§ **ENTRIES SHOWN**:
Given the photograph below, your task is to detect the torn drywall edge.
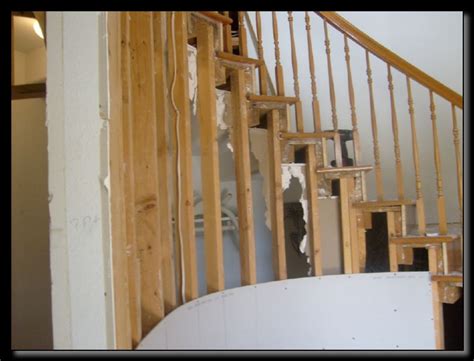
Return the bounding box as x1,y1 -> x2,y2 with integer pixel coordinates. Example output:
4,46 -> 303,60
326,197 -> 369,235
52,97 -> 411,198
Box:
249,128 -> 272,231
188,44 -> 234,154
281,163 -> 311,272
188,44 -> 197,115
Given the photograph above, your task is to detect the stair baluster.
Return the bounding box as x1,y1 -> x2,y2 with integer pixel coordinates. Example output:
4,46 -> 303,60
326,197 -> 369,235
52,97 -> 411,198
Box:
430,90 -> 448,274
406,76 -> 426,235
255,11 -> 268,95
324,21 -> 338,131
387,63 -> 405,200
239,11 -> 248,57
365,50 -> 383,201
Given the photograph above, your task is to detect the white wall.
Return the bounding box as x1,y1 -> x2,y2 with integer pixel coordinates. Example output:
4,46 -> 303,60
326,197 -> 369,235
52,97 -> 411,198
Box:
249,12 -> 462,223
11,28 -> 53,350
138,272 -> 436,350
47,12 -> 114,349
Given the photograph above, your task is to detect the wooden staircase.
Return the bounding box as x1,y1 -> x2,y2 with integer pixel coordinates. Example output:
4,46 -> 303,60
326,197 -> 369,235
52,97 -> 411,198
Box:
106,12 -> 463,348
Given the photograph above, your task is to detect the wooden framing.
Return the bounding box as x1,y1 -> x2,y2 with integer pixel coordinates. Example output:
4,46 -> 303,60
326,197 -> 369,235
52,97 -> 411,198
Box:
130,12 -> 164,336
231,69 -> 257,286
428,245 -> 444,350
267,109 -> 287,280
168,12 -> 199,302
197,21 -> 224,293
387,212 -> 398,272
152,12 -> 177,314
306,144 -> 323,276
107,13 -> 132,349
104,12 -> 462,349
118,12 -> 142,347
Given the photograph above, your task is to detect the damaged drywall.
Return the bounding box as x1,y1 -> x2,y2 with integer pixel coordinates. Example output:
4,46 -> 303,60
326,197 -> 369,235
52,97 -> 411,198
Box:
188,44 -> 234,153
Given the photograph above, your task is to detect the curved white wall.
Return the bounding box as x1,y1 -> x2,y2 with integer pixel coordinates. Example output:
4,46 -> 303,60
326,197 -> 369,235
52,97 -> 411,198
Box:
138,272 -> 435,350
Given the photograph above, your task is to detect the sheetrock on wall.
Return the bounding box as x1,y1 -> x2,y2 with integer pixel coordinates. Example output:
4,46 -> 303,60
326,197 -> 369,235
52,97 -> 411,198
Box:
46,12 -> 114,349
138,272 -> 435,350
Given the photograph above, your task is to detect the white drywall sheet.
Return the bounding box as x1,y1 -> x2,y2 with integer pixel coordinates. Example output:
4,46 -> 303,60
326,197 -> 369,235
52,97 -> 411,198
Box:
138,272 -> 435,350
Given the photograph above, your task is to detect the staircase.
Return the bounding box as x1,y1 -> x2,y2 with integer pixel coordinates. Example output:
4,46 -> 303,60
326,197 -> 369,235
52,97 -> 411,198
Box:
194,12 -> 463,345
106,12 -> 463,348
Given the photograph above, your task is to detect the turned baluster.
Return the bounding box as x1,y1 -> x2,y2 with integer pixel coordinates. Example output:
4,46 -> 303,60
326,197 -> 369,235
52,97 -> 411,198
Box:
430,90 -> 448,274
451,104 -> 463,223
255,11 -> 267,95
239,11 -> 248,56
224,11 -> 232,53
288,11 -> 304,132
406,76 -> 426,235
365,50 -> 383,200
324,20 -> 338,131
344,35 -> 360,165
272,11 -> 285,96
387,63 -> 405,199
305,11 -> 327,167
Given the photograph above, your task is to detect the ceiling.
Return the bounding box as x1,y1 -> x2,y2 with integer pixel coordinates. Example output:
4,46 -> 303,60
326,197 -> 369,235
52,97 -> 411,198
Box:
13,16 -> 44,53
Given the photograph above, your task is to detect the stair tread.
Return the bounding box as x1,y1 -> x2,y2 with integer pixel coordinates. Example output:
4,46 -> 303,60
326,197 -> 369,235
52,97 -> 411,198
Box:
216,51 -> 263,65
390,234 -> 459,245
316,165 -> 373,174
197,11 -> 234,25
352,199 -> 416,209
431,274 -> 463,283
247,94 -> 299,104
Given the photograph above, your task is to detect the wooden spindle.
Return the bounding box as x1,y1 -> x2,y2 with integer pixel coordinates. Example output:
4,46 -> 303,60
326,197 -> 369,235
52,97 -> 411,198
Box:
239,11 -> 248,57
430,90 -> 448,234
324,20 -> 338,130
288,11 -> 304,132
387,63 -> 405,199
272,11 -> 285,96
406,76 -> 426,235
305,11 -> 327,167
344,35 -> 364,165
305,11 -> 321,132
365,50 -> 383,200
224,11 -> 232,53
430,90 -> 448,274
451,104 -> 463,223
255,11 -> 268,95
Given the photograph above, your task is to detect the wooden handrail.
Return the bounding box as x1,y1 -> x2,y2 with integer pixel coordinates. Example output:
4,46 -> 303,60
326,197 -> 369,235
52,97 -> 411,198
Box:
199,11 -> 233,25
316,11 -> 463,108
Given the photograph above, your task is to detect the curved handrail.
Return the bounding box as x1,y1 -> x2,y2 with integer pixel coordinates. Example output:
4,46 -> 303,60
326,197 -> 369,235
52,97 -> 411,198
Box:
315,11 -> 463,108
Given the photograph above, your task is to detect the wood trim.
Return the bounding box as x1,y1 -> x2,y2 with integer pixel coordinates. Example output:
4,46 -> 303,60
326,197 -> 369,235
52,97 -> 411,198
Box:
247,94 -> 298,104
152,12 -> 177,314
279,131 -> 336,140
196,21 -> 224,293
231,69 -> 257,286
387,212 -> 398,272
339,177 -> 352,274
10,11 -> 15,86
107,12 -> 132,349
431,275 -> 463,283
316,11 -> 463,108
12,83 -> 46,100
130,12 -> 164,336
216,51 -> 263,65
306,145 -> 323,276
267,109 -> 287,280
390,235 -> 459,245
244,12 -> 276,95
12,11 -> 36,19
352,199 -> 416,209
198,11 -> 233,25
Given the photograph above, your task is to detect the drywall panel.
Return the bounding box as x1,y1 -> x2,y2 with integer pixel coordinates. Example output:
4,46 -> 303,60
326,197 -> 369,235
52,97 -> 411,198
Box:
138,272 -> 435,349
46,12 -> 114,349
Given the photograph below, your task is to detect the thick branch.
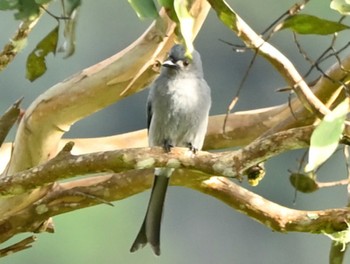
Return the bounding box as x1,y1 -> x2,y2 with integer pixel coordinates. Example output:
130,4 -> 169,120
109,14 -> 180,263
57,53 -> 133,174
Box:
9,0 -> 209,173
0,161 -> 350,245
0,127 -> 313,197
0,99 -> 22,147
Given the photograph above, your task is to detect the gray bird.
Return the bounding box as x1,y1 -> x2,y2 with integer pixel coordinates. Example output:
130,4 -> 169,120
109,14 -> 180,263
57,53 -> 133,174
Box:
130,45 -> 211,255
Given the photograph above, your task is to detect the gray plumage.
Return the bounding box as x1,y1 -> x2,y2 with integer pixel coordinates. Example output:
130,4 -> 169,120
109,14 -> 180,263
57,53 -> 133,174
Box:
130,45 -> 211,255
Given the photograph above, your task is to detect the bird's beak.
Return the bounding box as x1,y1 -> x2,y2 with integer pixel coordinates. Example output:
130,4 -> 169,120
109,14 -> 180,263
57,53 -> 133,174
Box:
162,60 -> 178,69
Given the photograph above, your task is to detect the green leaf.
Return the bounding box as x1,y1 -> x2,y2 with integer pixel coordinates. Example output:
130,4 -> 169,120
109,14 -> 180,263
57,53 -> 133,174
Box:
26,26 -> 58,81
0,0 -> 19,10
330,0 -> 350,15
174,0 -> 194,56
35,0 -> 52,5
208,0 -> 237,31
128,0 -> 158,19
289,172 -> 318,193
158,0 -> 174,8
278,14 -> 350,35
305,98 -> 349,172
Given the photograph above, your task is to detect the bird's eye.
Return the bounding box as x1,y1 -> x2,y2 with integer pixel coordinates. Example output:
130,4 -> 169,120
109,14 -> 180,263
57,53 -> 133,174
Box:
183,59 -> 190,67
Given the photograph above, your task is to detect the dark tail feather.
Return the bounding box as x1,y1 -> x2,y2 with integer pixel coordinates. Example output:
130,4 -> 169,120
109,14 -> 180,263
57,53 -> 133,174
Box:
130,176 -> 169,256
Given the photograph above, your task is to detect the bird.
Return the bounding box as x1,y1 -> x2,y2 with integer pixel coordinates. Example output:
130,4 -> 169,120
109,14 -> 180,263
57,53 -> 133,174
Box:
130,44 -> 211,256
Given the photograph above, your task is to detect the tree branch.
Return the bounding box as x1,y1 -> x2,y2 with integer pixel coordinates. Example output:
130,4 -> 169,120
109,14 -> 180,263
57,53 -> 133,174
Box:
208,0 -> 329,116
9,0 -> 209,174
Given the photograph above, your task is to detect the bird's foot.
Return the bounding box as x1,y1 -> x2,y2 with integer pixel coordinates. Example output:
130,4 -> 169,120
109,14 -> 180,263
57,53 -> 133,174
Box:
187,143 -> 198,154
163,139 -> 174,153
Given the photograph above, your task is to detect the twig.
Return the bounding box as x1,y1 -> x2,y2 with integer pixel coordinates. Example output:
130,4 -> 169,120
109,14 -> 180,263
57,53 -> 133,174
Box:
0,236 -> 36,258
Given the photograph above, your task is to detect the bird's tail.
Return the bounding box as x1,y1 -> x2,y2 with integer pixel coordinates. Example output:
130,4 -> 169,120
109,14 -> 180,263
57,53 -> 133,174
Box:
130,169 -> 171,256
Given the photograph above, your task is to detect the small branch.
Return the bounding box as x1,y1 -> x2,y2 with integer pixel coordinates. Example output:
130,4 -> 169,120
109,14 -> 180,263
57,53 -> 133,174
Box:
0,236 -> 36,258
208,0 -> 329,116
0,127 -> 313,197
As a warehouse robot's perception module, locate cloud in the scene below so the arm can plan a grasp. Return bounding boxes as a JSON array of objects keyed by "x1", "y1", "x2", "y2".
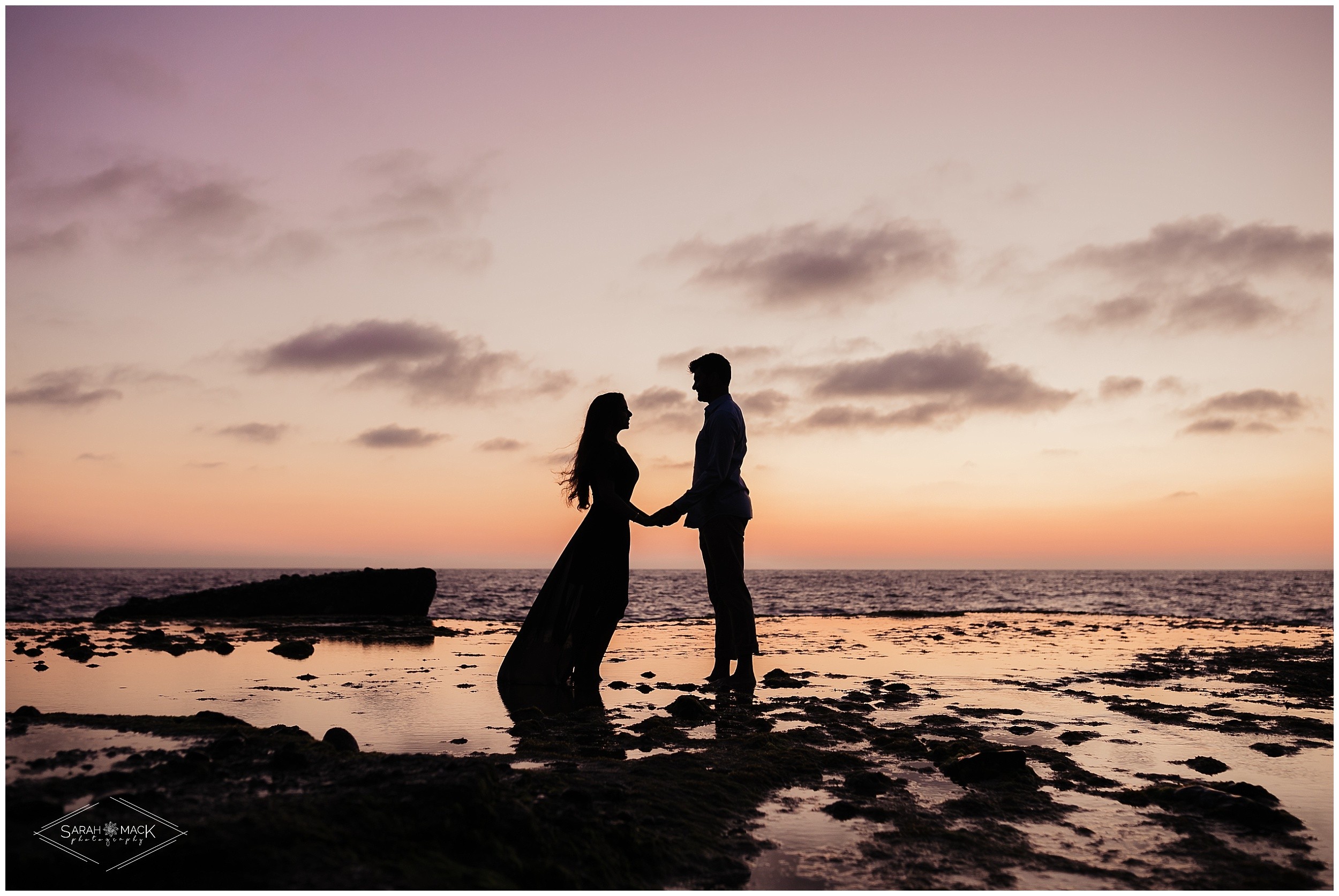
[
  {"x1": 257, "y1": 320, "x2": 461, "y2": 371},
  {"x1": 656, "y1": 345, "x2": 781, "y2": 371},
  {"x1": 628, "y1": 386, "x2": 703, "y2": 430},
  {"x1": 733, "y1": 388, "x2": 790, "y2": 417},
  {"x1": 1181, "y1": 417, "x2": 1279, "y2": 435},
  {"x1": 1167, "y1": 283, "x2": 1283, "y2": 331},
  {"x1": 251, "y1": 320, "x2": 575, "y2": 403},
  {"x1": 800, "y1": 402, "x2": 961, "y2": 428},
  {"x1": 1062, "y1": 216, "x2": 1334, "y2": 280},
  {"x1": 776, "y1": 340, "x2": 1078, "y2": 428},
  {"x1": 667, "y1": 220, "x2": 956, "y2": 308},
  {"x1": 1153, "y1": 377, "x2": 1191, "y2": 395},
  {"x1": 5, "y1": 368, "x2": 122, "y2": 409},
  {"x1": 801, "y1": 340, "x2": 1075, "y2": 411},
  {"x1": 1181, "y1": 388, "x2": 1310, "y2": 434},
  {"x1": 479, "y1": 435, "x2": 525, "y2": 451},
  {"x1": 353, "y1": 423, "x2": 452, "y2": 449},
  {"x1": 5, "y1": 222, "x2": 87, "y2": 256},
  {"x1": 1188, "y1": 388, "x2": 1308, "y2": 420},
  {"x1": 344, "y1": 149, "x2": 493, "y2": 270},
  {"x1": 628, "y1": 386, "x2": 691, "y2": 411},
  {"x1": 1098, "y1": 377, "x2": 1144, "y2": 399},
  {"x1": 219, "y1": 423, "x2": 288, "y2": 445},
  {"x1": 1055, "y1": 296, "x2": 1157, "y2": 329}
]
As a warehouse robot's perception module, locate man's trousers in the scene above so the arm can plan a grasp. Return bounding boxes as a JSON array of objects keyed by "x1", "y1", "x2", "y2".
[{"x1": 698, "y1": 516, "x2": 759, "y2": 660}]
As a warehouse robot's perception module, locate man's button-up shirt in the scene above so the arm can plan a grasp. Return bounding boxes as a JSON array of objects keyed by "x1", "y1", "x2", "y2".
[{"x1": 672, "y1": 394, "x2": 753, "y2": 529}]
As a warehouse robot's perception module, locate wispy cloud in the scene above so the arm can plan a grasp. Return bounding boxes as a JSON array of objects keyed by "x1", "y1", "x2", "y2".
[
  {"x1": 219, "y1": 423, "x2": 288, "y2": 445},
  {"x1": 1181, "y1": 388, "x2": 1311, "y2": 435},
  {"x1": 628, "y1": 386, "x2": 702, "y2": 430},
  {"x1": 656, "y1": 345, "x2": 781, "y2": 371},
  {"x1": 1055, "y1": 216, "x2": 1334, "y2": 334},
  {"x1": 5, "y1": 368, "x2": 122, "y2": 409},
  {"x1": 1189, "y1": 388, "x2": 1307, "y2": 420},
  {"x1": 342, "y1": 149, "x2": 493, "y2": 270},
  {"x1": 353, "y1": 423, "x2": 452, "y2": 449},
  {"x1": 1097, "y1": 377, "x2": 1144, "y2": 399},
  {"x1": 778, "y1": 340, "x2": 1077, "y2": 428},
  {"x1": 667, "y1": 220, "x2": 956, "y2": 308},
  {"x1": 1167, "y1": 283, "x2": 1284, "y2": 331},
  {"x1": 479, "y1": 435, "x2": 525, "y2": 451},
  {"x1": 251, "y1": 320, "x2": 575, "y2": 403},
  {"x1": 1062, "y1": 216, "x2": 1334, "y2": 280}
]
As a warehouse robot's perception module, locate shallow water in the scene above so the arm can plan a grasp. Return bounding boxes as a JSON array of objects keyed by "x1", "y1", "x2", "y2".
[
  {"x1": 5, "y1": 613, "x2": 1334, "y2": 889},
  {"x1": 5, "y1": 568, "x2": 1334, "y2": 626}
]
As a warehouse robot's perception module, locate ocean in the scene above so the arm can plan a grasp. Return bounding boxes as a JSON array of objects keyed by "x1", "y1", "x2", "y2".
[{"x1": 5, "y1": 568, "x2": 1334, "y2": 626}]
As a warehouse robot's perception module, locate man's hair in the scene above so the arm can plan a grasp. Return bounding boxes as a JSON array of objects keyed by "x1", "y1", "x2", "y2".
[{"x1": 688, "y1": 352, "x2": 730, "y2": 386}]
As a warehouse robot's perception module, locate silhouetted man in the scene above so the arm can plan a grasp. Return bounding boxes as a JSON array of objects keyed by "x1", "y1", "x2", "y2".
[{"x1": 651, "y1": 352, "x2": 758, "y2": 688}]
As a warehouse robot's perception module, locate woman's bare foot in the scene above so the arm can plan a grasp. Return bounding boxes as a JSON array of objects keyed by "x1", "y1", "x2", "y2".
[
  {"x1": 707, "y1": 660, "x2": 730, "y2": 684},
  {"x1": 728, "y1": 668, "x2": 758, "y2": 691}
]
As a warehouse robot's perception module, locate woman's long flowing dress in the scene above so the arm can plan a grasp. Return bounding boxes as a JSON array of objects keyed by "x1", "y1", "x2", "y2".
[{"x1": 498, "y1": 442, "x2": 639, "y2": 684}]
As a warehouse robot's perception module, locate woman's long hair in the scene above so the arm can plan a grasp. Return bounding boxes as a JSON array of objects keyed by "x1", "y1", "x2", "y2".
[{"x1": 559, "y1": 393, "x2": 628, "y2": 510}]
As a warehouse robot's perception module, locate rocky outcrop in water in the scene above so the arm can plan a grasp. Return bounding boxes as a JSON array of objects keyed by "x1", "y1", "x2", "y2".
[{"x1": 95, "y1": 568, "x2": 437, "y2": 623}]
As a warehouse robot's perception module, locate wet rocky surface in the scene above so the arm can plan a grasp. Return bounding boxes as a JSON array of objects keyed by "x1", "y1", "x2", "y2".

§ **OBJECTIVE**:
Recast the part of the items above that opens with the line containing "the bird's eye." and closes with the line containing "130,176 -> 169,256" as a Markdown table with the columns Row and Line Text, numbering each line and leaving out any blank lines.

§ **FINISHED ANSWER**:
| Row | Line Text |
|---|---|
| 1 | Given the photograph above, your task is to detect the bird's eye. |
| 2 | Return the bounding box as x1,y1 -> x2,y2 with integer pixel coordinates. Example output: |
| 3 | 130,4 -> 169,120 |
| 4 | 109,14 -> 180,263 |
| 5 | 57,53 -> 133,174 |
| 6 | Box: |
| 7 | 183,59 -> 190,67 |
| 8 | Given the photograph above, your task is to detect the dark tail feather. |
| 9 | Return the bounding box as x1,y1 -> x2,y2 with integer pixel coordinates. Example output: |
| 10 | 130,4 -> 169,120 |
| 11 | 109,14 -> 180,263 |
| 12 | 57,53 -> 133,174 |
| 13 | Box: |
| 14 | 130,176 -> 169,256 |